* [Passage shown]:
# Policies.OCUCB module¶

The Optimally Confident UCB (OC-UCB) policy for bounded stochastic bandits, with sub-Gaussian noise.

Policies.OCUCB.ETA = 2

Default value for parameter $$\eta > 1$$ for OCUCB.

Policies.OCUCB.RHO = 1

Default value for parameter $$\rho \in (1/2, 1]$$ for OCUCB.

class Policies.OCUCB.OCUCB(nbArms, eta=2, rho=1, lower=0.0, amplitude=1.0)[source]

Bases: Policies.UCB.UCB

The Optimally Confident UCB (OC-UCB) policy for bounded stochastic bandits, with sub-Gaussian noise.

__init__(nbArms, eta=2, rho=1, lower=0.0, amplitude=1.0)[source]

New generic index policy.

• nbArms: the number of arms,

• lower, amplitude: lower value and known amplitude of the rewards.

eta = None

Parameter $$\eta > 1$$.

rho = None

Parameter $$\rho \in (1/2, 1]$$.

__str__()[source]

-> str

_Bterm(k)[source]

Compute the extra term $$B_k(t)$$ as follows:

$\begin{split}B_k(t) &= \max\Big\{ \exp(1), \log(t), t \log(t) / C_k(t) \Big\},\\ \text{where}\; C_k(t) &= \sum_{j=1}^{K} \min\left\{ T_k(t), T_j(t)^{\rho} T_k(t)^{1 - \rho} \right\}\end{split}$
_Bterms()[source]

Compute all the extra terms, $$B_k(t)$$ for each arm k, in a naive manner, not optimized to be vectorial, but it works.

computeIndex(arm)[source]

Compute the current index, at time t and after $$N_k(t)$$ pulls of arm k:

$I_k(t) = \frac{X_k(t)}{N_k(t)} + \sqrt{\frac{2 \eta \log(B_k(t))}{N_k(t)}}.$
• Where $$\eta$$ is a parameter of the algorithm,

• And $$B_k(t)$$ is the additional term defined above.

__module__ = 'Policies.OCUCB'

* [Task instructions]: Reproduce verbatim the stretch of the OC-UCB documentation above from "computeIndex(arm)[source]" through "term defined above.".

* [Records supplied]:
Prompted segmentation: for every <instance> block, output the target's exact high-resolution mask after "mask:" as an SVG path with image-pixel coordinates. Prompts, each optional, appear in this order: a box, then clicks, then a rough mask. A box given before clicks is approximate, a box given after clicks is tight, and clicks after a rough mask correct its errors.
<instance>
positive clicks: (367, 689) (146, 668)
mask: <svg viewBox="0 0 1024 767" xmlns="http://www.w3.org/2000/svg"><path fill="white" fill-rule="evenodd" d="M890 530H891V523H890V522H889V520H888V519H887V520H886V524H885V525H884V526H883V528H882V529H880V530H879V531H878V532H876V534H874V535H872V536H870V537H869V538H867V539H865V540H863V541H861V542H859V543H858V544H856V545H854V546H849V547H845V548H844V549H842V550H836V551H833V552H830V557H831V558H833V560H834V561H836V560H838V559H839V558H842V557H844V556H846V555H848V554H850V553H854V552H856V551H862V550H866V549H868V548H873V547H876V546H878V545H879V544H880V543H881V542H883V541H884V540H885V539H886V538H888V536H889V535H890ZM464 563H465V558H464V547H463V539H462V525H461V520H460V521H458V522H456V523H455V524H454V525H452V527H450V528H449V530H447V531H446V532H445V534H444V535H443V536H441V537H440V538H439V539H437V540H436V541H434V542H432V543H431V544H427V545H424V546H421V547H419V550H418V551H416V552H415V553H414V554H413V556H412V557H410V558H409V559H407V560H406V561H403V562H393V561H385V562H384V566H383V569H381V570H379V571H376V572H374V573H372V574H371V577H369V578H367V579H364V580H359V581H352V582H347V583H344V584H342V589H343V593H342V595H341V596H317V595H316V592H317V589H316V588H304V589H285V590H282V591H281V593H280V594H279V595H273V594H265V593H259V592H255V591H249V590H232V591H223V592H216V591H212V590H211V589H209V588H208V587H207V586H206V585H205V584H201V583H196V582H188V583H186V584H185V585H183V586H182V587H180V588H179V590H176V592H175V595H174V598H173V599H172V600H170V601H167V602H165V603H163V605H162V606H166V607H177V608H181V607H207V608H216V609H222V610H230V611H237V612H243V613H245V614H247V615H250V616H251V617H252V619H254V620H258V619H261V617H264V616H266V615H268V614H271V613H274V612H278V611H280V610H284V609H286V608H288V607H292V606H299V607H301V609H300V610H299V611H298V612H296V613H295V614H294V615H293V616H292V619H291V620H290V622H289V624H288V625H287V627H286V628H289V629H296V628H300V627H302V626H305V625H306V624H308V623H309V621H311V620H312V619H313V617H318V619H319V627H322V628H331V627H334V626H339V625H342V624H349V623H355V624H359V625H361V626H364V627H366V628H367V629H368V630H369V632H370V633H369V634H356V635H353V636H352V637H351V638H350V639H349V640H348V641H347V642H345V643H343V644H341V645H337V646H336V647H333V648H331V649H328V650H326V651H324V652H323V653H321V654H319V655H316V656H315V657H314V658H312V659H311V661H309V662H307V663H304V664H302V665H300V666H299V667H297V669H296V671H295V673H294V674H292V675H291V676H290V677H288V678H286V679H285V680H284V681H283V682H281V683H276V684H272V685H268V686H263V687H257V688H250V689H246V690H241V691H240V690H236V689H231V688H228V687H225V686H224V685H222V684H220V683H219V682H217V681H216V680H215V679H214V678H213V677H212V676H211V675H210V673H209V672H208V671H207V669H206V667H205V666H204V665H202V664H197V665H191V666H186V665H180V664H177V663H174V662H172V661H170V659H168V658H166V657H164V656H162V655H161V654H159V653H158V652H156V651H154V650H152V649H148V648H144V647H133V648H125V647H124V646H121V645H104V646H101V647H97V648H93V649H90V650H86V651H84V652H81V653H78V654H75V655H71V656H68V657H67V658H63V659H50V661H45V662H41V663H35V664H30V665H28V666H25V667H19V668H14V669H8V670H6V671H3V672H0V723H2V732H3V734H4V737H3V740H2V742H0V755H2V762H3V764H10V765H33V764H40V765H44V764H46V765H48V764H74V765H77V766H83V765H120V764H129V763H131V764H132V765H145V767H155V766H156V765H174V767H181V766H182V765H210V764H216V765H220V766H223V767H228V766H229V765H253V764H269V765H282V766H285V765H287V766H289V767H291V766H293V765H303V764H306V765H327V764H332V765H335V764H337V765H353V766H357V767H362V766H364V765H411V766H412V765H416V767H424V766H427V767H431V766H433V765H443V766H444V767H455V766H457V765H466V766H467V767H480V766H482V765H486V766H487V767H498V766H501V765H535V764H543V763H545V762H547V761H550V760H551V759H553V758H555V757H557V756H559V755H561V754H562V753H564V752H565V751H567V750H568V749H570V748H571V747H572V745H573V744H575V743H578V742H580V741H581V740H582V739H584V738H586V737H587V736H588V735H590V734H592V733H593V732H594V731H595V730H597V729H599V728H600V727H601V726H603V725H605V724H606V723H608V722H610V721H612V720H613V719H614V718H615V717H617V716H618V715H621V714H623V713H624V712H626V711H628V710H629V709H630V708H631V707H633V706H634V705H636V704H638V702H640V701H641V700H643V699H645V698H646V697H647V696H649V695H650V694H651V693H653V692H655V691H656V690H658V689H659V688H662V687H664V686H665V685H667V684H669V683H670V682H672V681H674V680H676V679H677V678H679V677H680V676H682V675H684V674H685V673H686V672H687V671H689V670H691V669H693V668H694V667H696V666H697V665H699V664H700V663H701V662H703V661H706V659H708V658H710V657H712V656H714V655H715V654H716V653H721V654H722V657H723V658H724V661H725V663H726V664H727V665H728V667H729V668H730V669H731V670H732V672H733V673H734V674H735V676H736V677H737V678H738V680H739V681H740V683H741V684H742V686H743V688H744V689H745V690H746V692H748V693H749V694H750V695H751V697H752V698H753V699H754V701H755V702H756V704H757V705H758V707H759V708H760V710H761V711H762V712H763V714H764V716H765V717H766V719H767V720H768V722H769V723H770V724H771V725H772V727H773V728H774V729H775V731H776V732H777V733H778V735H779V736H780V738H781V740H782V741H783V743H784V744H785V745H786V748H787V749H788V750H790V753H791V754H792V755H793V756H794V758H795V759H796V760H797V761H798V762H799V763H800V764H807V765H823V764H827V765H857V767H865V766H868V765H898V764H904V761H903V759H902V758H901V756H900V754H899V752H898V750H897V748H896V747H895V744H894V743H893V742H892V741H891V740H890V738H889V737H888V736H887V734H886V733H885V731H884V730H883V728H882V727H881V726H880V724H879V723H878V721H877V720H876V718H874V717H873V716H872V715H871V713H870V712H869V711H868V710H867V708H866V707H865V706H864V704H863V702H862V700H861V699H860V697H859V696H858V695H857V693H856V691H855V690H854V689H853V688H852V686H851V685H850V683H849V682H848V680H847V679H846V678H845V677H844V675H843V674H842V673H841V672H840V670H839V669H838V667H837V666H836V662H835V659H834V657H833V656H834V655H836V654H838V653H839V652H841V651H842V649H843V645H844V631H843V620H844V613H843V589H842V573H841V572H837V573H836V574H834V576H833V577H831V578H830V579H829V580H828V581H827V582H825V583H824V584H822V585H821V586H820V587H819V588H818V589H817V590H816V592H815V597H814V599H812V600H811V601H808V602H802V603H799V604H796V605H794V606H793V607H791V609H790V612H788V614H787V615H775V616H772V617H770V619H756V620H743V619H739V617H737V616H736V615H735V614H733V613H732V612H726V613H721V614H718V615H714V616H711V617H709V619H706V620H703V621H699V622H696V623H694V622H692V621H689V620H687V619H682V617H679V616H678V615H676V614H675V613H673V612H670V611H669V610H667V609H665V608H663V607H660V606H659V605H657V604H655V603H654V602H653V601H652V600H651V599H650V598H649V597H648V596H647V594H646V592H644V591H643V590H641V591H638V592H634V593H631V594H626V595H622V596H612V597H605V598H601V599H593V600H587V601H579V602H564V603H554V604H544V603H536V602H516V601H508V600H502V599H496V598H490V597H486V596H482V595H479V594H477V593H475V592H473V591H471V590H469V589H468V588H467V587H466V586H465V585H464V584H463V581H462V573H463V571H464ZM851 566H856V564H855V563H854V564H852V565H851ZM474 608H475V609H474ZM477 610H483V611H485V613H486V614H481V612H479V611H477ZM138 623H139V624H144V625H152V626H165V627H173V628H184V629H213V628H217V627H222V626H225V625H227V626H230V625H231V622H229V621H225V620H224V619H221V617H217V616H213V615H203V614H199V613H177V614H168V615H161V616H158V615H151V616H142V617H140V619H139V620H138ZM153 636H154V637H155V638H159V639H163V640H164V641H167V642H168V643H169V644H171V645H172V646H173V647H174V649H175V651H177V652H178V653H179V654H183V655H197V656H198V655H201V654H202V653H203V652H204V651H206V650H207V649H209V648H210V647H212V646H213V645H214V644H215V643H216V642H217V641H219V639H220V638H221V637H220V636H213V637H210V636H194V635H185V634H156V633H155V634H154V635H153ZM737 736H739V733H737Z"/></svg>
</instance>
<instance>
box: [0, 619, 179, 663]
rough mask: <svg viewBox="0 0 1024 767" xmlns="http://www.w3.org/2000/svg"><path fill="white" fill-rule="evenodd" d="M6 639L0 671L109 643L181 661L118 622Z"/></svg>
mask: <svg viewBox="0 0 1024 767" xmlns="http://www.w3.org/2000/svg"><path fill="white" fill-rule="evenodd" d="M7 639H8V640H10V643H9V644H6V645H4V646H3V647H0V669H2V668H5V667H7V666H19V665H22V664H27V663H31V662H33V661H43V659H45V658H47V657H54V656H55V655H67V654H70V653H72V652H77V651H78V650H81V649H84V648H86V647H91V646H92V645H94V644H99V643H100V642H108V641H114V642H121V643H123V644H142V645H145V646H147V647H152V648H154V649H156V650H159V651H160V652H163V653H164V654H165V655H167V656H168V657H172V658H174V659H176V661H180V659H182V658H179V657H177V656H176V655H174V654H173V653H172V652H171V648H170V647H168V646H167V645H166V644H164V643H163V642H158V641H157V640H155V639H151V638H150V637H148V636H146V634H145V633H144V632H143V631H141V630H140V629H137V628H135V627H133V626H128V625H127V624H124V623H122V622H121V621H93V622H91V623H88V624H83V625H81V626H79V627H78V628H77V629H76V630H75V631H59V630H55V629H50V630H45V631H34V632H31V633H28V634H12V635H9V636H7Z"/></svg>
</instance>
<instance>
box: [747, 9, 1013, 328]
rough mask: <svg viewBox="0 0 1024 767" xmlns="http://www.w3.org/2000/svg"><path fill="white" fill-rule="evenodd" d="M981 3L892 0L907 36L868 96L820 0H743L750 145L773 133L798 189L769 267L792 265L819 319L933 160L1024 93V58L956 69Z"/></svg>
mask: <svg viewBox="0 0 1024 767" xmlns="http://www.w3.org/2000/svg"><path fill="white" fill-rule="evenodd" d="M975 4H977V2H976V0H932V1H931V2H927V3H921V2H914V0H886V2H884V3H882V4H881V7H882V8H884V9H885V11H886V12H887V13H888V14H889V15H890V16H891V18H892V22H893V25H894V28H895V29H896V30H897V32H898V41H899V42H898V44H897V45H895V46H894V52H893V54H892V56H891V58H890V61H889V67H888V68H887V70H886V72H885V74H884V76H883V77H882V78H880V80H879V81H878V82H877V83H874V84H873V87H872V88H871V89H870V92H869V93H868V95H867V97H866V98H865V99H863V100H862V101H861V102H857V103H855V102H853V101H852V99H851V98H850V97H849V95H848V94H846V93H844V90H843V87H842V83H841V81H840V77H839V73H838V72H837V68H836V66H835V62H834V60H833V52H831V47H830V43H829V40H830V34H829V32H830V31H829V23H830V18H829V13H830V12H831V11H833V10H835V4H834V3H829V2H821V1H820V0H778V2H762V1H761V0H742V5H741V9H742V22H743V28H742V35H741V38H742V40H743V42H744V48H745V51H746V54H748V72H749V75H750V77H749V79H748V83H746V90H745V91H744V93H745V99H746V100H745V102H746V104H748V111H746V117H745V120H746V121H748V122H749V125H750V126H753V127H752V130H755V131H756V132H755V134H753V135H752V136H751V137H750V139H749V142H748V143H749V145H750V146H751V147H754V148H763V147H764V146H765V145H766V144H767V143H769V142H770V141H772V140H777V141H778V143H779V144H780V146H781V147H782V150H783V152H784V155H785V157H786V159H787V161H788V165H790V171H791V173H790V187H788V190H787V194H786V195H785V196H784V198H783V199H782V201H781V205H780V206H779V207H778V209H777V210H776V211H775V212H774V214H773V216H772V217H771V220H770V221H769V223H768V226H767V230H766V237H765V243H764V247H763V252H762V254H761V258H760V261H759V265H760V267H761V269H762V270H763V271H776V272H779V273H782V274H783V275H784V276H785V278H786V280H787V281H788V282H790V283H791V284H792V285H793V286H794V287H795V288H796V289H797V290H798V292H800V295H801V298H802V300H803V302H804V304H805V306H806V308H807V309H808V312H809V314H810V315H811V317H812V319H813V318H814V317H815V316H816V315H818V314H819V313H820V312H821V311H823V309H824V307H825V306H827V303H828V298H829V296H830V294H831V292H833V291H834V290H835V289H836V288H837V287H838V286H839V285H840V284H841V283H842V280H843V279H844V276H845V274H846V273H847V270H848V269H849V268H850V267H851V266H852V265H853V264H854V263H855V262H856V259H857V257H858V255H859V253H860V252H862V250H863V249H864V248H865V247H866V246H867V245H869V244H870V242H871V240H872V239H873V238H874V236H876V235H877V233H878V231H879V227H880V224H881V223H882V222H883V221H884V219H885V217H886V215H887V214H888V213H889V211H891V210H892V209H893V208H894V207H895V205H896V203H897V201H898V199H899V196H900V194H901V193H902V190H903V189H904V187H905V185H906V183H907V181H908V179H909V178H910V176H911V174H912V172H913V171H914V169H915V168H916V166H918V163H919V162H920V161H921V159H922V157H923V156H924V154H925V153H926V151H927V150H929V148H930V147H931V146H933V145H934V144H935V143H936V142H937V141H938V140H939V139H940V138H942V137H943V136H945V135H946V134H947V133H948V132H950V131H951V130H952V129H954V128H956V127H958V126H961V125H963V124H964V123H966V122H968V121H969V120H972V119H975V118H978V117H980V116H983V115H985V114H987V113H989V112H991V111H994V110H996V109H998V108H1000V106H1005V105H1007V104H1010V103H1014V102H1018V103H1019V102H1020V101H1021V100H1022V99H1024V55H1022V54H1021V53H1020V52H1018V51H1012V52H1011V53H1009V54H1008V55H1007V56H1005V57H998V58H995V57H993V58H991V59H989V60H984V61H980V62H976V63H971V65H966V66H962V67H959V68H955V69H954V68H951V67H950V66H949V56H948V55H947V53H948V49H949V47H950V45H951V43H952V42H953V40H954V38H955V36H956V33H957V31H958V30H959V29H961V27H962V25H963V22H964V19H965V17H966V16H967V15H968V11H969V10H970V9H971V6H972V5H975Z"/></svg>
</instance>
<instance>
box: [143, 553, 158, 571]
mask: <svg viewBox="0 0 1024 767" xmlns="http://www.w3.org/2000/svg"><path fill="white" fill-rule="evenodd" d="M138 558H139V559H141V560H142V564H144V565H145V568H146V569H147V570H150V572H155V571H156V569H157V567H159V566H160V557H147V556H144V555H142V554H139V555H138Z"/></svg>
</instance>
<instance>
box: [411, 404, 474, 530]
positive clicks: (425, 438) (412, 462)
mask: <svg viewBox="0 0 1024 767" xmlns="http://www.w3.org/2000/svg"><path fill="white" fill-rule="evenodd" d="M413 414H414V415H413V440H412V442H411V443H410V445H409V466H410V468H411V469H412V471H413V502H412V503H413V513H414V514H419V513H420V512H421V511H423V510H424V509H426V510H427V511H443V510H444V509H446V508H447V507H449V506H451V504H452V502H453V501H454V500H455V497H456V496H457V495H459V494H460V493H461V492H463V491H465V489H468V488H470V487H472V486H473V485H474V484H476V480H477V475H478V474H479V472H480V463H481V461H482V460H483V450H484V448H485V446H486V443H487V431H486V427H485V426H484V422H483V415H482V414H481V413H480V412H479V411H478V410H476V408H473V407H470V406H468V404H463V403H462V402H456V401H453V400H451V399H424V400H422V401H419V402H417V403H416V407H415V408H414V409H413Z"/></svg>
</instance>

* [Exercise result]:
computeIndex(arm)[source]

Compute the current index, at time t and after $$N_k(t)$$ pulls of arm k:

$I_k(t) = \frac{X_k(t)}{N_k(t)} + \sqrt{\frac{2 \eta \log(B_k(t))}{N_k(t)}}.$
• Where $$\eta$$ is a parameter of the algorithm,

• And $$B_k(t)$$ is the additional term defined above.